▶ [WORK TO BE COMPLETED]: Without changing a character, output all of the records.

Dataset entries
Content starts
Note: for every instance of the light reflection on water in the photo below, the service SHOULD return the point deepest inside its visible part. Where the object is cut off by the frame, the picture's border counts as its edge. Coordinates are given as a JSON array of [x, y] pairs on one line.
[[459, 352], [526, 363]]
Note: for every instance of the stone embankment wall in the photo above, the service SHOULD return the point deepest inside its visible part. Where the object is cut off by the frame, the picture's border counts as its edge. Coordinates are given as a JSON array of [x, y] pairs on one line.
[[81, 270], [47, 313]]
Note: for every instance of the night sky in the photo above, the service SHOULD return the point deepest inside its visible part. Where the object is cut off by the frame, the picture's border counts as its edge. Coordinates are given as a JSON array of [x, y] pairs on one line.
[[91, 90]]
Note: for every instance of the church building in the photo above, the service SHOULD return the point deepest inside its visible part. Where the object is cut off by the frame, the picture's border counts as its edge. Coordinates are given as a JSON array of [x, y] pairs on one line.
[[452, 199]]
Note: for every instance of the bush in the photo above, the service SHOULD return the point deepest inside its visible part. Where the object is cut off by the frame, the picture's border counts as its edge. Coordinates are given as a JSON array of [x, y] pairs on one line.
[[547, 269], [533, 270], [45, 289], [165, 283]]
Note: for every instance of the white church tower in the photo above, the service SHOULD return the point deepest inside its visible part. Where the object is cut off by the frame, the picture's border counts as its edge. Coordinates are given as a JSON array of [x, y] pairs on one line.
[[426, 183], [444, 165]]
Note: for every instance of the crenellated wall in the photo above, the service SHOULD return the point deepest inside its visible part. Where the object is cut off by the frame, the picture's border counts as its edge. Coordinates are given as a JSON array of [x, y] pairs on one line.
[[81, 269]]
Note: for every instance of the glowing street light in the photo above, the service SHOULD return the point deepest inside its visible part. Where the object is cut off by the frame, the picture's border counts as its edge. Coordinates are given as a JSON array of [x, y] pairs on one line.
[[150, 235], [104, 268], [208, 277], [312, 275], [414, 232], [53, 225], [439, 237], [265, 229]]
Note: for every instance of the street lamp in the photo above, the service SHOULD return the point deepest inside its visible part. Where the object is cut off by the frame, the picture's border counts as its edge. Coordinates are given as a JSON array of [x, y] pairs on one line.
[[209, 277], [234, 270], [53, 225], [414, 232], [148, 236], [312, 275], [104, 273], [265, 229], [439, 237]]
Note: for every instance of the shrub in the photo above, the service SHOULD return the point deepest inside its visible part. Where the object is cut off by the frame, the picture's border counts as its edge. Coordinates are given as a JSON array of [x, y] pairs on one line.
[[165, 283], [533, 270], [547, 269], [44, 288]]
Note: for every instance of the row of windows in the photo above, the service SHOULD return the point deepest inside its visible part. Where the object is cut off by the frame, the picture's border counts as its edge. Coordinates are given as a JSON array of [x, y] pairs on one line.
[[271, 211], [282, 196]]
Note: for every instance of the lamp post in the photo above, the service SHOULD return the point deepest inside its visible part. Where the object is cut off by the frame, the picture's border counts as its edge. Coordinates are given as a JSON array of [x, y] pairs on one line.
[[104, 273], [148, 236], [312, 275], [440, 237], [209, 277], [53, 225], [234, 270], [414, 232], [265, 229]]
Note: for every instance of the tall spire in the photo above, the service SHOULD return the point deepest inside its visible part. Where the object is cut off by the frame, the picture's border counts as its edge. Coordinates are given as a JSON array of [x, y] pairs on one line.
Content ends
▶ [ANSWER BELOW]:
Note: for every instance of the light reflection on water in the photo below, the service SHOULD return the point deepest inside its visible part. Where the object is cut off by the frame, the picture's border counts as its edge. Coordinates are given as a JSON array of [x, y] pairs on one line.
[[459, 352], [526, 363]]
Note: for every instance of the stone embankment wall in the photo above, the service SHOULD return the point deepest inside its visible part. Where the object is cut off by the frame, the picture's border counts as its edge. Coordinates are given as a JSON array of [x, y] pairs on one line.
[[81, 270], [47, 313]]
Note: for every instance of the night sky in the photo above, the service SHOULD return the point deepest inside its visible part. Where the object is cut off by the frame, the picture's border counts as its edge. Coordinates are given as a JSON array of [x, y] pairs on one line.
[[91, 90]]
Note: for every instance of the church building in the photo above, the service SHOULD return the point deepest inside its visible part. Where the object is cut off by the frame, the picture's border counts as its edge. Coordinates are given as a JSON array of [x, y] pairs on one line.
[[452, 199]]
Note: for every instance of the bush in the photo above, the service SHOULD return the point deepest inside its visible part. Where the object is cut off by the frame, the picture's border counts as its edge. Coordinates are given as a JSON array of [x, y] pairs on one line.
[[547, 269], [533, 270], [45, 289], [165, 283]]
Note: for every instance of the white church tower in the photo above, the service SHOULD return the point deepest inside its visible part. Where the object is cut off by the frame, the picture's border counts as its edge. Coordinates are given as a JSON array of [x, y] pairs on one line.
[[426, 183], [444, 165]]
Note: for every instance of the crenellated wall in the photo above, the service SHOULD return the point deepest inside its visible part. Where the object is cut off by the frame, the picture's border counts as its edge. Coordinates are given as a JSON array of [x, y] pairs on one line.
[[81, 269]]
Note: for every instance of the glowing street light in the photo above, the service SHOULD return the point deepest inside its visible part. Where the object is cut off by the frame, the picture's border counts as its edge. Coordinates are given as a JSON array of [x, y] pairs on one line.
[[150, 235], [104, 268], [208, 277], [312, 275], [414, 232], [53, 225], [439, 237], [265, 229]]
Note: for every instance of the street lamp in the photo above, the service SHOULD return the point deepest inside its visible part. Where the object is cut off by the frame, the picture's border counts as its edge. Coordinates are given as a JSON array of [x, y] pairs on one line.
[[209, 277], [234, 270], [53, 225], [414, 232], [148, 236], [312, 275], [104, 273], [265, 229], [439, 237]]
Note: for every instance of the shrub in the photo above, the service SHOULD return the point deepest inside its visible part. Where the object is cut off by the frame, the picture's border counts as its edge. Coordinates are given as a JSON array of [x, y] pairs on one line.
[[165, 283], [533, 270], [547, 269], [44, 288]]
Note: for every instance of the row of windows in the photo above, the service SHOULD return the point deepest inside its visible part. Where the object is cut off by the frame, the picture's border counts as its edge. Coordinates are given as a JSON array of [x, y] pairs on one line.
[[271, 211], [282, 196]]
Note: for every instance of the lamp post in the photo above, the service SHOULD return the point deepest inside its visible part. Where the object is cut off by the frame, the picture's border counts as its edge. Coordinates are given as a JSON array of [x, y] pairs on one line.
[[104, 273], [148, 236], [312, 275], [440, 237], [209, 277], [53, 225], [234, 270], [414, 232], [265, 229]]
Note: for every instance of the tall spire in the photo above, the service SHOULD return the point deepest inside its visible part. Where the object is cut off by the frame, the picture's border counts as its edge. Coordinates are given as a JSON array of [x, y] pairs on one line.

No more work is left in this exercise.